#### Trecho do texto:
----

AS CORES DO SWING
(Livro de Augusto Pellegrini)
CAPÍTULO 17 - O HOMEM DETRÁS DO TRONO (FINAL)
A
despeito de
dirigir a sua própria orquestra, Henderson continuou trabalhando para Goodman e
estreitando seus laços de amizade com ele. Naquele momento histórico, Goodman
era detentor de todos os elogios no mundo do jazz e das big bands,
aplaudido nacionalmente e laureado como o Rei do Swing.
A preferência do
público e da crítica por Goodman, ao invés de enciumar Fletcher Henderson
apenas o fazia feliz, pois ele tinha plena consciência da participação que ele estava
tendo no desempenho da orquestra do amigo.
Certa tarde,
quando Henderson foi ao estúdio onde Goodman ensaiava com os seus músicos, ele
foi surpreendido com um convite que lhe soou lisonjeiro. Goodman disse que
gostaria que ele assumisse o lugar de pianista na orquestra, e Henderson pensou
tratar-se de uma brincadeira. Sentar-se no banquinho que já pertencera a Teddy
Wilson e a Jess Stacy parecia ser um exagero para ele, pois a técnica dos dois
pianistas era simplesmente excepcional, e ele há muito tempo deixara de tocar piano
como solista. Além do mais, Henderson se tornara famoso executando uma variante
do jazz tradicional, ao passo que os pianistas de Goodman haviam ingressado
totalmente no universo do swing.

----

#### Material:
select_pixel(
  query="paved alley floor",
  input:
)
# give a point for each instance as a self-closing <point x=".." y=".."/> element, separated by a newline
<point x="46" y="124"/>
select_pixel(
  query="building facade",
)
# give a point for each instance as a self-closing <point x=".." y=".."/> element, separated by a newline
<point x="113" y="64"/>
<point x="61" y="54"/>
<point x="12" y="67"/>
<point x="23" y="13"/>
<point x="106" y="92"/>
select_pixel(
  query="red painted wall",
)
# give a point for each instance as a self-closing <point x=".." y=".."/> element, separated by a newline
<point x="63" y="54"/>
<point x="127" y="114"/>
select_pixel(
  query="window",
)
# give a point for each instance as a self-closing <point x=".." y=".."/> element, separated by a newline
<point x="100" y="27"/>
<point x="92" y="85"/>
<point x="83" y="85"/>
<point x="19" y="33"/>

----

#### Tarefa a realizar:
Transcreva do trecho sobre Henderson e Goodman tudo o que vai de "AS CORES DO" até "Rei do Swing.", sem alterar nada. Por favor, baseie-se somente no trecho sobre Henderson e Goodman.

#### Resolução:
AS CORES DO SWING
(Livro de Augusto Pellegrini)
CAPÍTULO 17 - O HOMEM DETRÁS DO TRONO (FINAL)
A
despeito de
dirigir a sua própria orquestra, Henderson continuou trabalhando para Goodman e
estreitando seus laços de amizade com ele. Naquele momento histórico, Goodman
era detentor de todos os elogios no mundo do jazz e das big bands,
aplaudido nacionalmente e laureado como o Rei do Swing.